Determine how many lines in the listing contain the string "bent". Only that number goes in the answer.

-------- RECORD SET --------

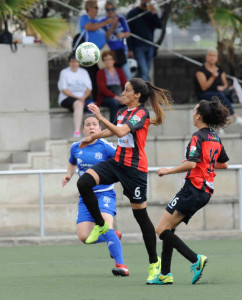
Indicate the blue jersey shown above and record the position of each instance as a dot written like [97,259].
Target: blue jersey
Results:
[86,157]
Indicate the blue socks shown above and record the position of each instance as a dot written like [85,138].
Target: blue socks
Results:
[114,245]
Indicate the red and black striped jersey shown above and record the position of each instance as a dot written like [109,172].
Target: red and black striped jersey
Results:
[205,148]
[130,150]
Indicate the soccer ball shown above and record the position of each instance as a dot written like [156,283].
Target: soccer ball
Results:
[87,54]
[133,65]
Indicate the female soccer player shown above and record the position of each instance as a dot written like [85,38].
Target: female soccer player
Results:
[204,153]
[98,150]
[129,165]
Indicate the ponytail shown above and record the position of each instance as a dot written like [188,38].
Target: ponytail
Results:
[213,113]
[157,96]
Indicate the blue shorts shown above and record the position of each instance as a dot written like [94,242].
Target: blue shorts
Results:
[106,203]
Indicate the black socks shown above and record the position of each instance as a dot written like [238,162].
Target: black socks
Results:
[169,238]
[166,255]
[148,232]
[85,184]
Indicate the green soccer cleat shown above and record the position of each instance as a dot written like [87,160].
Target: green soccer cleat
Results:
[198,267]
[154,271]
[96,232]
[162,279]
[166,279]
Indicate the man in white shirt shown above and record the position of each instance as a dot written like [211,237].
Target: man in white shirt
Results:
[75,87]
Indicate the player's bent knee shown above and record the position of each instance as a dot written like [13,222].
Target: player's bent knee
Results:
[163,233]
[82,237]
[85,183]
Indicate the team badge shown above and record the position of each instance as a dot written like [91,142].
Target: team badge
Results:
[106,200]
[79,161]
[135,120]
[192,150]
[98,155]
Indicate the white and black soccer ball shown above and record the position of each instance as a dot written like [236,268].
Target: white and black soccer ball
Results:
[87,54]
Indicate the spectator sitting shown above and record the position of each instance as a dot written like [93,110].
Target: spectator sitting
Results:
[210,81]
[75,88]
[110,81]
[144,27]
[93,32]
[115,35]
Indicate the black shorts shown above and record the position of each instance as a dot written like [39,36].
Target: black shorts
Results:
[188,201]
[68,103]
[134,181]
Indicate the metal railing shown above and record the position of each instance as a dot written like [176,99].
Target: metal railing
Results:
[63,171]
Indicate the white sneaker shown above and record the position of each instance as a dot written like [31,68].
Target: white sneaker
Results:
[238,121]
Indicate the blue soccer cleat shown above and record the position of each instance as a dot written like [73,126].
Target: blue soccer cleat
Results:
[198,267]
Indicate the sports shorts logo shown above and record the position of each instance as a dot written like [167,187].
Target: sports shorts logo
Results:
[106,200]
[120,118]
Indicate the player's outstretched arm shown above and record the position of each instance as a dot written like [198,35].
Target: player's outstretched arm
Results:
[118,131]
[71,169]
[221,165]
[186,166]
[103,134]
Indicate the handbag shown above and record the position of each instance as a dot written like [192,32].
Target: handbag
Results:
[120,56]
[7,38]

--------

* **TASK OUTPUT**: 2